# start of DATASET CONTENT
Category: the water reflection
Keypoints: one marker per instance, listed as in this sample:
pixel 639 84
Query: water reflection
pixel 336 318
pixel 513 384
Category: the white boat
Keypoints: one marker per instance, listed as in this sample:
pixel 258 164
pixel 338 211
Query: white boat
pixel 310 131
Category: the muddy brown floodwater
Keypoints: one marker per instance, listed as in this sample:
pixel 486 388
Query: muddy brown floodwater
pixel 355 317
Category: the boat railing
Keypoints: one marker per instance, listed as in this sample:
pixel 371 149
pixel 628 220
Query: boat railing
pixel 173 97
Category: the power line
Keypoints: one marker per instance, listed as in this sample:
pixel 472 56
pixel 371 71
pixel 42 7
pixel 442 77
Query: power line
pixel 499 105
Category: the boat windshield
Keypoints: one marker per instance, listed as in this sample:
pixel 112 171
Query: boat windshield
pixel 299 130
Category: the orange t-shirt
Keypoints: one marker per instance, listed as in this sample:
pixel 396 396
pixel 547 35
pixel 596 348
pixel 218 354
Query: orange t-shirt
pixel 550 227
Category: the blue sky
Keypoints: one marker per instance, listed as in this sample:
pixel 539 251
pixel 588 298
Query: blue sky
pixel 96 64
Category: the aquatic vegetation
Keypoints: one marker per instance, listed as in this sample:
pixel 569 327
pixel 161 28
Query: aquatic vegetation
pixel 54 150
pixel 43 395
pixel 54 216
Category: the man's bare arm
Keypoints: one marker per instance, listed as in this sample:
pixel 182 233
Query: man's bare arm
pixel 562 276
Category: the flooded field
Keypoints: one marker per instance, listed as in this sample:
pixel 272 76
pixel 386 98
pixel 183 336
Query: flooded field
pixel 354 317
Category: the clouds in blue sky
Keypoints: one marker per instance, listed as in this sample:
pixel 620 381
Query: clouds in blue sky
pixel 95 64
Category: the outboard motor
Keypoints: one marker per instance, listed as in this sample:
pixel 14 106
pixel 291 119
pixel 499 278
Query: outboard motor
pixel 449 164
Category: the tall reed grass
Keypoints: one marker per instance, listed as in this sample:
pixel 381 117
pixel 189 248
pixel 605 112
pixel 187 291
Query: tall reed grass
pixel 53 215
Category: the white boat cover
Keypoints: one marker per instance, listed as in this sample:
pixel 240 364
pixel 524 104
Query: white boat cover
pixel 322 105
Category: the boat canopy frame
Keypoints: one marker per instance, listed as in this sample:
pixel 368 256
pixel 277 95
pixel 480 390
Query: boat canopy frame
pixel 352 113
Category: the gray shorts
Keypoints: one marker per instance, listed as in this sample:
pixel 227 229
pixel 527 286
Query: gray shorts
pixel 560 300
# end of DATASET CONTENT
- **TASK DIRECTIONS**
Reproduce the lines from the one containing "Category: the power line" through the one containing "pixel 54 216", swapping every "sample" for "template" and leaving everything else intact.

- **SOLUTION**
Category: the power line
Keypoints: one marker per instance, listed as in this template:
pixel 472 56
pixel 371 71
pixel 42 7
pixel 442 77
Query: power line
pixel 499 105
Category: the boat windshield
Keypoints: one marker per instance, listed as in this template:
pixel 112 171
Query: boat windshield
pixel 299 130
Category: the orange t-shirt
Keypoints: one marker per instance, listed as in this template:
pixel 396 396
pixel 547 35
pixel 596 348
pixel 218 354
Query: orange t-shirt
pixel 550 227
Category: the blue sky
Keypoints: one marker per instance, listed as in this template:
pixel 539 251
pixel 588 298
Query: blue sky
pixel 96 64
Category: the aquatic vegetation
Keypoints: one marker per instance, listed as in this template:
pixel 569 327
pixel 161 28
Query: aquatic vegetation
pixel 54 150
pixel 43 395
pixel 54 216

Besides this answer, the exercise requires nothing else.